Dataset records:

** BEGIN **

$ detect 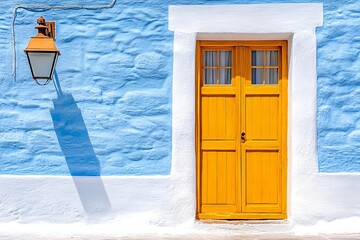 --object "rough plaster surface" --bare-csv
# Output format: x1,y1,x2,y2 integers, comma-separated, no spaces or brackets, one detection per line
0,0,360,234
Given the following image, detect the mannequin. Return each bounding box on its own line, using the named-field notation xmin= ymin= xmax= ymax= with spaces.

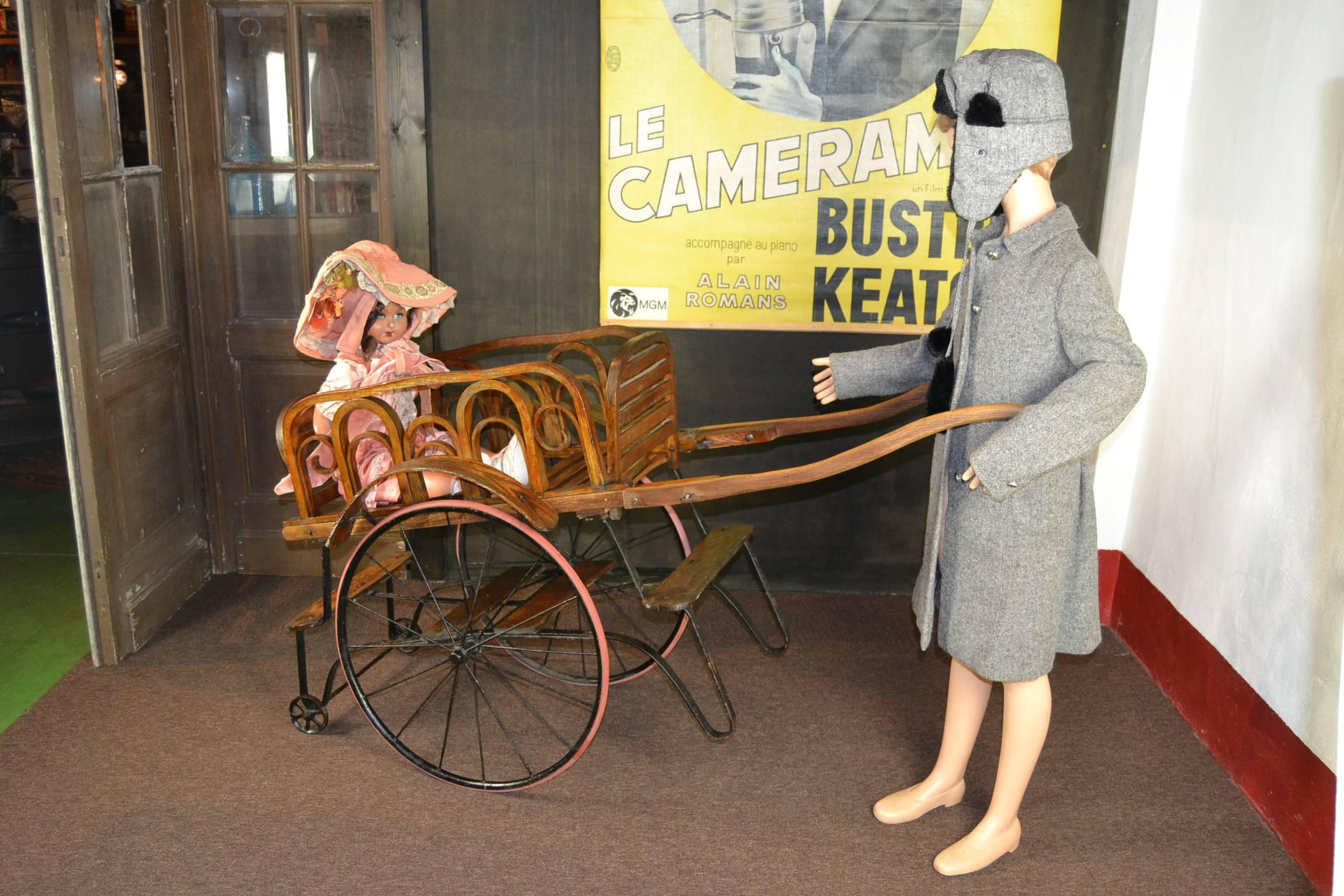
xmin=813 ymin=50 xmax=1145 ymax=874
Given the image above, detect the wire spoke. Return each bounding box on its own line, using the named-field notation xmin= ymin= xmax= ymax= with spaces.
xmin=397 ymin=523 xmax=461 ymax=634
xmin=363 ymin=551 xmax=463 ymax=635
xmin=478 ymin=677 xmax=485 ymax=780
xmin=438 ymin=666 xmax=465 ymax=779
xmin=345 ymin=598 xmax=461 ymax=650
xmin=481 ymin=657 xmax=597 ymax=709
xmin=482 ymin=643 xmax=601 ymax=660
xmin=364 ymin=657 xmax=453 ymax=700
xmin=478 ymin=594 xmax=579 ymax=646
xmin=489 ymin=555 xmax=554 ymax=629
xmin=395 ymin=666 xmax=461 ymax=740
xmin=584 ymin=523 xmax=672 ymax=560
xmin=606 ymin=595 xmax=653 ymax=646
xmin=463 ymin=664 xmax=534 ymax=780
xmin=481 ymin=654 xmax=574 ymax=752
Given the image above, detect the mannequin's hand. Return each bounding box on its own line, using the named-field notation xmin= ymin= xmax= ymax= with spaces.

** END **
** BEGIN **

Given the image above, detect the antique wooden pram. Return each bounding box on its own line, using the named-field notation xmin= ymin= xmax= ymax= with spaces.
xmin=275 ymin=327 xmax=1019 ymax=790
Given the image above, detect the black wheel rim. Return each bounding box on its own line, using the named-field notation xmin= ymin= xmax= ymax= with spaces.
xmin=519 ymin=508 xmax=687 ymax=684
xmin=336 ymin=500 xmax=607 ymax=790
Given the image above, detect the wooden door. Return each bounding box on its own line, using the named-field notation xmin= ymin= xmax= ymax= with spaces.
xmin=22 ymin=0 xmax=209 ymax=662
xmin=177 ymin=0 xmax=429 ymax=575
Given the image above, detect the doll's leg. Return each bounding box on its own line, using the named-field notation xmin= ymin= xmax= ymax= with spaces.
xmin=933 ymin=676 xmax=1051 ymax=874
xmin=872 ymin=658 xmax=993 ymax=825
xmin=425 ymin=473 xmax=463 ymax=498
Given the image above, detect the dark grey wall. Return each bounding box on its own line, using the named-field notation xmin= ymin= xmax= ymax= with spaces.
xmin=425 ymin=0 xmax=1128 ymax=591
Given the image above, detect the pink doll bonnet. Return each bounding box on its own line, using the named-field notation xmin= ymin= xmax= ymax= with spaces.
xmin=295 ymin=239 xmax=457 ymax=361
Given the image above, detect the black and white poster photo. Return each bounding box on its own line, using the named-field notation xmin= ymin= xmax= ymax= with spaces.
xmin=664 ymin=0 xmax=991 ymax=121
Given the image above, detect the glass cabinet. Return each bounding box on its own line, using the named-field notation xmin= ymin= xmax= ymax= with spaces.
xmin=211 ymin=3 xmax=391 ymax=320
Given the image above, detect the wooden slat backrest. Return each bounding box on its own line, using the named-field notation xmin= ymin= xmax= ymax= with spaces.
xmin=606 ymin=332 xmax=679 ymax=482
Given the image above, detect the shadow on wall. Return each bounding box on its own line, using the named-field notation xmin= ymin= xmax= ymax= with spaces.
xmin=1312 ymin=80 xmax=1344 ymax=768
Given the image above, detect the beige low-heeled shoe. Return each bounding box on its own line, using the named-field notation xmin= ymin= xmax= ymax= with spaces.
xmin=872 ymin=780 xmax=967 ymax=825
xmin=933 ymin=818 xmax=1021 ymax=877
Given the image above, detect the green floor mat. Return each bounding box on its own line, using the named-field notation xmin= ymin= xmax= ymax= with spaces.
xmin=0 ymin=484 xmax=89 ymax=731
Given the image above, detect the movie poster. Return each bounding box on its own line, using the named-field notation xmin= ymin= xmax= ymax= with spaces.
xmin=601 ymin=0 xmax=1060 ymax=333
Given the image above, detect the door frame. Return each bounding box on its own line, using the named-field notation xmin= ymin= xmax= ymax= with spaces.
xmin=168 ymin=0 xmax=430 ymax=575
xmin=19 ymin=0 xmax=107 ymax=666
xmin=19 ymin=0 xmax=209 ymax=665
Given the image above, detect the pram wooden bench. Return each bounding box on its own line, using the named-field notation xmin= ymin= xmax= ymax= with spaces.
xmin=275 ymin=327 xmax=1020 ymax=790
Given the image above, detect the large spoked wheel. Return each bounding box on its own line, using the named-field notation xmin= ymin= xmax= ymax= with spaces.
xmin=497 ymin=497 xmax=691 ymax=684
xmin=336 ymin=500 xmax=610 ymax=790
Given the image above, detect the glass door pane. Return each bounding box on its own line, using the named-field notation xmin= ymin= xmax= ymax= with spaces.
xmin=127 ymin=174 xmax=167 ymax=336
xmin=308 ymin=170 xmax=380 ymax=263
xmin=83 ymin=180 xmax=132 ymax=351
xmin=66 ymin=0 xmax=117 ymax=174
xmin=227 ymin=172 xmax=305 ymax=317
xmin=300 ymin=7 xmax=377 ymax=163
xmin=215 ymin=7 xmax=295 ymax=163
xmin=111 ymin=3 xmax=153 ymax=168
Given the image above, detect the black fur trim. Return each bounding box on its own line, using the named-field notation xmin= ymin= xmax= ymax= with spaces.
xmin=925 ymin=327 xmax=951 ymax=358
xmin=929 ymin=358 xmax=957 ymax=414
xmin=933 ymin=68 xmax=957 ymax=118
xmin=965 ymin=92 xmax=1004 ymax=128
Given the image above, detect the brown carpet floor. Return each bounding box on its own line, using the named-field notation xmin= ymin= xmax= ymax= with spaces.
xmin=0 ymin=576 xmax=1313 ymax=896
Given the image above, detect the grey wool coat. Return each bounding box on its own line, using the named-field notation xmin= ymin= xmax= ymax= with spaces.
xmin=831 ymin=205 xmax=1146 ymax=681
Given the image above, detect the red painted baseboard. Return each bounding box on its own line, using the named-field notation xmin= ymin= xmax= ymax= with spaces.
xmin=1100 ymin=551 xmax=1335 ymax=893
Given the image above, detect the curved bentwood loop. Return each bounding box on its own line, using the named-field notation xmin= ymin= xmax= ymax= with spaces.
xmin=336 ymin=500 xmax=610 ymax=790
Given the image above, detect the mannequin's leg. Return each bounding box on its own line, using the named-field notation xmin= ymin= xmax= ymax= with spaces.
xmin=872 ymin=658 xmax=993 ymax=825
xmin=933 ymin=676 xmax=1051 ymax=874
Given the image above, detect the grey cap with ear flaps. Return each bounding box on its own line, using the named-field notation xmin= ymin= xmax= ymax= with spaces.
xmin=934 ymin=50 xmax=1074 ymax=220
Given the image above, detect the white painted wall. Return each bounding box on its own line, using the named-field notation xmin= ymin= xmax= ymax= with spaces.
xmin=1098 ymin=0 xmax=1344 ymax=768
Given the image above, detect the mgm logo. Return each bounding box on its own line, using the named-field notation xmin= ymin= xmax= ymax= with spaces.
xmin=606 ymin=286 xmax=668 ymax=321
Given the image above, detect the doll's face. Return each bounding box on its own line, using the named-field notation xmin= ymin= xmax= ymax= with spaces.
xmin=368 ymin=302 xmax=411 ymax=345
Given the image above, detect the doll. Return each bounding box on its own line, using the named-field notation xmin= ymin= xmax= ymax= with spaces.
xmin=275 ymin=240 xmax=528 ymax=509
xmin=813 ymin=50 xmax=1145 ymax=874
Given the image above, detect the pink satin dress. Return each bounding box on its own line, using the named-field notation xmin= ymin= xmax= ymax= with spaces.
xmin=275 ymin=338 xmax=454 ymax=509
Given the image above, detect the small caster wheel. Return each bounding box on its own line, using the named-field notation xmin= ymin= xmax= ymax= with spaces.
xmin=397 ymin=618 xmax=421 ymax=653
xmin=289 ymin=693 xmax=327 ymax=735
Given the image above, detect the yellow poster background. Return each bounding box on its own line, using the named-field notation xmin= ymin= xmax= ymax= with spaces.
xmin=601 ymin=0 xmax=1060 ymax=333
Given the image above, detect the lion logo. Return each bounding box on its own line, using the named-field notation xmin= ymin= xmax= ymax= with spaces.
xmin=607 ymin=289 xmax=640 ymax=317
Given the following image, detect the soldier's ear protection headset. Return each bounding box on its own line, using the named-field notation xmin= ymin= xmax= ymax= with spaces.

** END **

[STATED PROBLEM] Rewrite the listing lines from the line containing "Given the image above, detect the doll's face." through the line containing "xmin=289 ymin=693 xmax=327 ymax=735", swapping "satin" for "silk" and keeping everything else the same.

[FULL ANSWER]
Given the image above, detect the doll's face. Return each bounding box on its own line, using the named-field notation xmin= ymin= xmax= ymax= with spaces.
xmin=368 ymin=302 xmax=411 ymax=345
Given the image above, detect the doll. Return each bounding box on its own line, using the named-field notation xmin= ymin= xmax= ymax= with spaces.
xmin=275 ymin=240 xmax=528 ymax=509
xmin=813 ymin=50 xmax=1145 ymax=874
Given the image above, detect the pink silk dress. Return each bounding box on its own line, using the named-field notation xmin= ymin= xmax= ymax= with spaces.
xmin=275 ymin=338 xmax=454 ymax=509
Given the image above, detect the small caster wheel. Return each bounding box on its own line, using the named-field notation xmin= ymin= xmax= ymax= with spaces.
xmin=397 ymin=618 xmax=421 ymax=653
xmin=289 ymin=693 xmax=327 ymax=735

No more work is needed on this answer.